**DOCUMENT PASSAGE**
-------------------------

Open Learning Platforms Help Languages in the Fight Against Digital Extinction

Open Learning Platforms Help Languages in the Fight Against Digital Extinction

Thanks to the Internet, linguistic anthropologists today have a forum for alerting the public and activists when a language is in danger of becoming extinct.

But while the worldwide web has opened up avenues of communication and support for even the most obscure tongues, it has also served as a tool for the proliferation of content on websites published in English and other major world languages that now dominate our digital space.

Earlier this year, The Guardian, citing UNESCO, reported that English represents a whopping 30-50% of all online content with Russian, Spanish, Chinese and Arabic next in line.  That leaves the rest of the world’s 6698 living languages to share less than a quarter of the remaining digital universe. Languages like Gaelic, Latvian and Lithuanian, which may not be on the verge of actual extinction, are thus quickly losing ground in the race to maintain an online presence.

Nowhere is this problem more apparent than in the European Union (EU), which boasts 23 working languages, of which only three are considered to have any major online standing. For sure, certain countries have worked hard to protect their language and culture. France, notably, has the Académie Française and has even gone so far as to institute a national regulatory commission to ensure target language content remains dominant in the French media.

Yet for many groups with less-widely spoken tongues, government funding and support is either lacking or simply not enough. And for once, the world’s bi- and multi-lingual speakers may actually be contributing to the problem.

-------------------------

**TO BE DONE**
a - Quote the digital language extinction article between "But while the" and "our digital space.", inclusive.
b - Answer these from the article on languages and digital extinction:
(i) What share of all online content does English represent, according to The Guardian citing UNESCO?
(ii) How many working languages does the European Union have?
(iii) What body does France have that works to protect its language and culture, besides a national regulatory commission?
c - Rewrite the paragraph beginning "Nowhere is this problem more apparent" from the digital extinction article as a short bulleted list.

Contour labeling items:
-------------------------

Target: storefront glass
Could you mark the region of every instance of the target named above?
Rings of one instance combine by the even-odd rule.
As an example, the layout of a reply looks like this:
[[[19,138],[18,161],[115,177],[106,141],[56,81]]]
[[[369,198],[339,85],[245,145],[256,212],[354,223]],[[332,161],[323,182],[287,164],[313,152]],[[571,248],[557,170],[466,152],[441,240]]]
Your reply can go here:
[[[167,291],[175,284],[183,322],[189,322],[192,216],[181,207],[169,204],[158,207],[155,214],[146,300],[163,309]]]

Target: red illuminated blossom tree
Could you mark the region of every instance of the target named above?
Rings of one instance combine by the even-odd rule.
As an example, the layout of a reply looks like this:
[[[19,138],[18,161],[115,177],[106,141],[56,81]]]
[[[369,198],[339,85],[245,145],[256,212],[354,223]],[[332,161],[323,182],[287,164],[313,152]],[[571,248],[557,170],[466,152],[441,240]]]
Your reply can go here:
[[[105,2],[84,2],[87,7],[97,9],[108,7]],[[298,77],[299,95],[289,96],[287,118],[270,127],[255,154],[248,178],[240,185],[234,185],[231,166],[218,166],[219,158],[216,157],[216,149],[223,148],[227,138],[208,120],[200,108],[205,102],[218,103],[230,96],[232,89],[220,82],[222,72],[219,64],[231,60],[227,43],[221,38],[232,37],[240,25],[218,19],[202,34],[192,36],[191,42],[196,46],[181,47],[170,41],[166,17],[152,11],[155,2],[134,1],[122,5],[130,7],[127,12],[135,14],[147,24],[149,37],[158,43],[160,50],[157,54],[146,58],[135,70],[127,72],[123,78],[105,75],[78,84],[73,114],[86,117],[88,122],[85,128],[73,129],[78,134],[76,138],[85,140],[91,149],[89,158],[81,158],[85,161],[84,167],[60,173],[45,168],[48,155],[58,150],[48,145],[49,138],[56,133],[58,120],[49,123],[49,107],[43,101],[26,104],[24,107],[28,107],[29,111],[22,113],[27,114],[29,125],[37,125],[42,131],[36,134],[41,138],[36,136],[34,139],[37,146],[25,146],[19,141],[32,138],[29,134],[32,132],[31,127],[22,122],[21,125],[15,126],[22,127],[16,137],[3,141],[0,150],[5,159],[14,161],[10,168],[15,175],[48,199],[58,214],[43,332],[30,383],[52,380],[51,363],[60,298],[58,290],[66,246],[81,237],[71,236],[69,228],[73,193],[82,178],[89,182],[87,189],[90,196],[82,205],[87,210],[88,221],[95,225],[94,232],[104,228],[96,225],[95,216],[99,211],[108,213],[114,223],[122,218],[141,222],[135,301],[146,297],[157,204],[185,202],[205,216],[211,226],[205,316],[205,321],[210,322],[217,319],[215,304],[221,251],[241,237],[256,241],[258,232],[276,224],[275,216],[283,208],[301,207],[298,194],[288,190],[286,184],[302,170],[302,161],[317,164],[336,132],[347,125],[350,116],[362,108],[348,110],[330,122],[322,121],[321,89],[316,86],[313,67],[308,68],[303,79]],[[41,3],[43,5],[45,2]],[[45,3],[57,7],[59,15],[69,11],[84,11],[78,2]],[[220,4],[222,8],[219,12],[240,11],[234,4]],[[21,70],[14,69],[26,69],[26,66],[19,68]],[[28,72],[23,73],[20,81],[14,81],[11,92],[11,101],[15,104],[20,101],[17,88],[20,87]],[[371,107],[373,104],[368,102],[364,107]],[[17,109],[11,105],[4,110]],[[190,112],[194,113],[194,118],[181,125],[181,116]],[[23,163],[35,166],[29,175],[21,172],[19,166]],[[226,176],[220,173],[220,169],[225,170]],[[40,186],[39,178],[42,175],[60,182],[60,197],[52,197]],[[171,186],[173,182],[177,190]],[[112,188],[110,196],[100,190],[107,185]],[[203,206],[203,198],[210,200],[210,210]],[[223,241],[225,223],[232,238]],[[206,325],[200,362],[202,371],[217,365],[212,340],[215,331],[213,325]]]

-------------------------

**COMPLETE ANSWERS**
a -
But while the worldwide web has opened up avenues of communication and support for even the most obscure tongues, it has also served as a tool for the proliferation of content on websites published in English and other major world languages that now dominate our digital space.

b -
(i) 30-50%
(ii) 23
(iii) The Académie Française

c -
- The problem is most apparent in the European Union.
- The EU has 23 working languages, but only three have major online standing.
- Some countries have worked hard to protect their language and culture.
- France has the Académie Française and a national regulatory commission that keeps target language content dominant in French media.